• Extracted text:
......
Around the time that I turned 30, basically my entire life changed. I guess some of the internal change started happening for me around my 29th birthday, when I starting accepting that my life was not going to go according to some type of best-laid plan and that I had to start accepting things as they were and taking my life into my own hands to create and shape my own happiness. I started feeling more accepting of myself, my emotions, the unpredictability of life...even stupid things like what my trainer called my "poor hip:waist ratio", my very fine hair (at least it dries easily), my abiding love of hip hop (despite its tendency toward misogyny, narcissism, whatever). It has gotten progressively easier for me to press pause in my life, to look around and take in the view. Perhaps the biggest contrast between now and my twenties is that then I was striving towards some uncertain future that seemed like it had to be better than the present...and now sometimes my life is so amazingly happy that I am constantly taking pictures in my mind, trying to slow it down because I hate to let the moments slip away. Maybe this is part of why I love to take so many pictures. I love holding the memories of these happy moments. Every day that I wake up next to Geoff in our little house that we have made our home, I want to press pause (okay, or snooze) and just marinate in the feeling of love and contentment and happiness that I have found. No, created. I have had a hand in this. I don't look forward to finding happiness--I live it every day.
Anyhow, this relates to a big part of my pause-intention. Anna and I spent a lot of time talking about babies. I think I get asked at least 3 times a week some question about when/whether Geoff and I will start a family. It is clearly on our minds, and the minds of everyone around us. I know that I want to have a family with Geoff more clearly than I know most anything. However, I know that I am happy right now and that I am in a very sweet period of my life where I am financially stable, have a lot of friends, am able to travel and to do whatever strikes my fancy on the weekend. I am able to work hard and make good contributions to my teams at both jobs. I would like to savor that for a little bit.
......
• Rows:
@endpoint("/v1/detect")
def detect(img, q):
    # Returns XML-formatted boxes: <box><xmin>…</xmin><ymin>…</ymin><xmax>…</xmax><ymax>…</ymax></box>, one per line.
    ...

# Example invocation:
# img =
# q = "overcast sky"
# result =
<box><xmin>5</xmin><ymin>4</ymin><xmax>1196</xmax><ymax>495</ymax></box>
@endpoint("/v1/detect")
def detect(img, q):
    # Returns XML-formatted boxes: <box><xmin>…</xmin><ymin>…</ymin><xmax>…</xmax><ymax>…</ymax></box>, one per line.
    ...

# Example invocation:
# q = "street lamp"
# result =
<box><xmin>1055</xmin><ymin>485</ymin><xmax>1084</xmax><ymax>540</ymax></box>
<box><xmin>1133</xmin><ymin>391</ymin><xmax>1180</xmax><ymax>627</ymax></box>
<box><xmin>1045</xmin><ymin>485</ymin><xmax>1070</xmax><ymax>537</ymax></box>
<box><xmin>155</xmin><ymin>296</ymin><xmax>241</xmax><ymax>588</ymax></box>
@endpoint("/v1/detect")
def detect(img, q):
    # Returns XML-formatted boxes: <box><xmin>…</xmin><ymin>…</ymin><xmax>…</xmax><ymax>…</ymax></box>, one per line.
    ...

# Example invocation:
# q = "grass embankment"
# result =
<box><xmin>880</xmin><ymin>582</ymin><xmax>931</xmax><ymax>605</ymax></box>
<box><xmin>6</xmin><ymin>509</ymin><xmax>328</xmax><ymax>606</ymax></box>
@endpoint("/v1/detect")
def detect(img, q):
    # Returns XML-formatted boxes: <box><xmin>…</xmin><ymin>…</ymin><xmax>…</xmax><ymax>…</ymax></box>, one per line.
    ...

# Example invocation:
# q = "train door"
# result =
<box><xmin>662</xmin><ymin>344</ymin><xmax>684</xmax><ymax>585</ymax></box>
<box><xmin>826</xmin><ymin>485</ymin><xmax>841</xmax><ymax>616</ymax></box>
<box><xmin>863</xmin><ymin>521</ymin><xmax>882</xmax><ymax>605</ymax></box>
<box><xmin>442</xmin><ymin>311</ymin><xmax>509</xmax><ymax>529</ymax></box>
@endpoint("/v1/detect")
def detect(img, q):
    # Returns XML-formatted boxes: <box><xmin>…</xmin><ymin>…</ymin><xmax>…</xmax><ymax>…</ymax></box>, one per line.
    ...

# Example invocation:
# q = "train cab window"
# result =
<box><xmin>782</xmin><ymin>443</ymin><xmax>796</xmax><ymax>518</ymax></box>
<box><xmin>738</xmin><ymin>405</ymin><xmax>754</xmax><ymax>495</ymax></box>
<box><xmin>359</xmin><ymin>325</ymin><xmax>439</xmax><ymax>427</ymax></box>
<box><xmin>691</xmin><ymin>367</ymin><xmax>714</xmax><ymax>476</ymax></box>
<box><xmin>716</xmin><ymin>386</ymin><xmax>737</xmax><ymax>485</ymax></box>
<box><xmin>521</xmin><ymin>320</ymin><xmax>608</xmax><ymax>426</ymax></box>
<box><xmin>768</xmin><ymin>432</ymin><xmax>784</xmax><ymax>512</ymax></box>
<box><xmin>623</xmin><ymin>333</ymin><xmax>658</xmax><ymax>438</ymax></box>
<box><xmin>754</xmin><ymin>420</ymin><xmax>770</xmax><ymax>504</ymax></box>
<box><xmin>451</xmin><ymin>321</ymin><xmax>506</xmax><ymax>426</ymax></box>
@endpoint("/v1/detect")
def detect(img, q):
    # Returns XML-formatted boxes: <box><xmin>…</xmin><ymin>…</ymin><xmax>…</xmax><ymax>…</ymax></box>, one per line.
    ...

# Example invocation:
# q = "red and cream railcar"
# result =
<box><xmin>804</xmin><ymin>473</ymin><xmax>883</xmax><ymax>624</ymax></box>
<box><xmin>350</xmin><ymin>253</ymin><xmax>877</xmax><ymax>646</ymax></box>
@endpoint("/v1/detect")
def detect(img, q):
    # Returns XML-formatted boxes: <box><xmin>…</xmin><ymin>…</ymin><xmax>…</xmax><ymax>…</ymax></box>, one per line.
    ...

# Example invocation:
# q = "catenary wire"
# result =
......
• Tasks to complete:
[A] Translate this sentence from the reflection on turning 30 into Spanish: "Maybe this is part of why I love to take so many pictures."
[B] Quote the stretch of the reflection on turning 30 from "Anyhow, this relates" through "a little bit.".
[C] Write what comes next in the reflection on turning 30, picking up after its final sentence.

• Responses per task:
[A] Quizás esto sea parte de por qué me encanta tomar tantas fotos.

[B]
Anyhow, this relates to a big part of my pause-intention. Anna and I spent a lot of time talking about babies. I think I get asked at least 3 times a week some question about when/whether Geoff and I will start a family. It is clearly on our minds, and the minds of everyone around us. I know that I want to have a family with Geoff more clearly than I know most anything. However, I know that I am happy right now and that I am in a very sweet period of my life where I am financially stable, have a lot of friends, am able to travel and to do whatever strikes my fancy on the weekend. I am able to work hard and make good contributions to my teams at both jobs. I would like to savor that for a little bit.

[C]
Also, one thing that all this pausing has helped me see is that it is only just now, at 32, that I am starting to learn how to take care of myself. I mean that in every sense of the expression. I am just now figuring out how to make exercise part of my lifestyle, how to blow dry my hair like they do at the salon, how to iron the yoke of a shirt properly, how to butterfly a chicken, how to put work away and go to sleep at a reasonable hour. I am just now figuring out how to effectively communicate my emotional needs, how to assert myself in the workplace, how to be both Dr. Ward and Alyssa at the same time (if that makes any sense). I am just now learning how to forgive myself as easily as I forgive others, how to listen to my thoughts, how to tell my thoughts to shut the hell up. I have had friends (Anna is one of them) who have always been fairly good at the art of taking care of themselves. I have not. What I realized recently is that I have always been very good at SURVIVING, but not very good at basic living. My early life taught me important lessons about surviving--in essence, being able to push forward and just keep swimming and believing that things will get better. I can endure really horrible things but kind of fall apart when I get a flat tire because I don't have the basic skills to fix it myself. However, I think my lessons in surviving kept me from developing the quiet skills of knowing when it is best that I take a nap, remembering to eat lunch, saying "no" when overextended etc. Geoff is very good at these basic skills and my life with him helps me to concentrate on them every day.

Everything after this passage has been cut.